* Source passage:
● ● ●

Back when Gary Goodman first got into the used books business, he admits, he knew nothing about running a bookstore.
At the time, he was seeking respite from his work as a counselor in a psychiatric unit.
Now, 27 years after opening St. Croix Antiquarian Booksellers on Main Street in Stillwater, Goodman is once again seeking a change: retirement. The longtime used and rare bookstore is closing at the end of July.
“It helped me put six kids through college,” he said on a recent morning, as customers browsed the aisles looking for bargains. “But it’s a tough business, especially in this day and age.”
For the past few months, the store — one of the last in the Twin Cities metro to specialize in rare books — has been shedding inventory and winding down.
Internet giants such as Amazon, and a general shift to buying and downloading books to tablets and other electronic devices, has made what had always been a competitive business even tougher to sustain, Goodman said. Paying a property tax bill of about $15,000 a year on the building and his store’s 4,300 square feet makes it even tougher.
Still, he said, “It’s been a great store.”
You can consider Goodman an accidental bookseller.
He was a 30-year-old counselor on the night shift of a psychiatric residence when, he said, a nurse discovered that patients were plotting to kill the night staff. “At that point, I thought, ‘There’s no future in a job where people are trying to kill you,’ ” Goodman said.
It was his wife who spied a used bookstore for sale on the East Side of St. Paul.
“She came home and told me, ‘You should get down there,’ ” he said.
With no money, and no background in books, Goodman said he negotiated with the owner to buy the store with no money down and a monthly payment of $100. It took him several years of on-the-job training to figure out that many of the books in the store weren’t worth even the little he was paying. After several years, he sold the place and joined forces with a pair of partners to open Antiquarian in Stillwater in 1990. He has been the sole owner since 2001.

● ● ●

* Record extracts:
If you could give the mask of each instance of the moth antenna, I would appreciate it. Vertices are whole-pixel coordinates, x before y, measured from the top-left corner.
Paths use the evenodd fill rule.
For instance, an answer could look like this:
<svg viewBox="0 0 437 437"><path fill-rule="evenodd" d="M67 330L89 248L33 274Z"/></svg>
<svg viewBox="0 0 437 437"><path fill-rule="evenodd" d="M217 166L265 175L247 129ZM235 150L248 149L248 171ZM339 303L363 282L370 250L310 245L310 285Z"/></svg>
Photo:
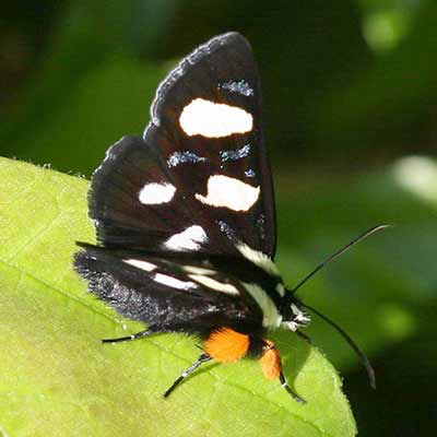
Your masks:
<svg viewBox="0 0 437 437"><path fill-rule="evenodd" d="M355 351L355 353L358 355L361 362L363 363L363 366L367 370L367 375L369 378L370 387L373 389L376 389L376 378L375 378L375 370L371 367L371 364L369 359L367 358L366 354L358 347L358 345L352 340L351 335L344 331L343 328L341 328L339 324L336 324L333 320L329 319L327 316L318 311L317 309L310 307L309 305L306 305L304 303L300 303L300 306L309 309L317 316L319 316L321 319L323 319L328 324L330 324L332 328L334 328L342 336L343 339L349 343L349 345Z"/></svg>
<svg viewBox="0 0 437 437"><path fill-rule="evenodd" d="M349 249L351 249L353 246L358 244L359 241L363 241L365 238L369 237L370 235L377 233L378 231L386 229L387 227L391 227L391 225L382 224L382 225L377 225L368 231L366 231L364 234L359 235L355 239L353 239L351 243L347 243L347 245L343 246L341 249L339 249L336 252L331 255L328 259L326 259L323 262L321 262L319 265L316 267L309 274L307 274L293 290L290 291L291 294L294 294L299 290L307 281L309 281L317 272L319 272L321 269L323 269L324 265L329 264L331 261L335 260L340 256L342 256L344 252L346 252Z"/></svg>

● ● ●

* Tasks for this exercise:
**a.** According to the article about the Stillwater bookstore, how much does Goodman pay in property tax each year on the building?
**b.** Extract everything from "Now, 27 years" down to "and winding down." in the article about the Stillwater bookstore, word for word.

* Outputs in order:
**a.** About $15,000 a year.

**b.**
Now, 27 years after opening St. Croix Antiquarian Booksellers on Main Street in Stillwater, Goodman is once again seeking a change: retirement. The longtime used and rare bookstore is closing at the end of July.
“It helped me put six kids through college,” he said on a recent morning, as customers browsed the aisles looking for bargains. “But it’s a tough business, especially in this day and age.”
For the past few months, the store — one of the last in the Twin Cities metro to specialize in rare books — has been shedding inventory and winding down.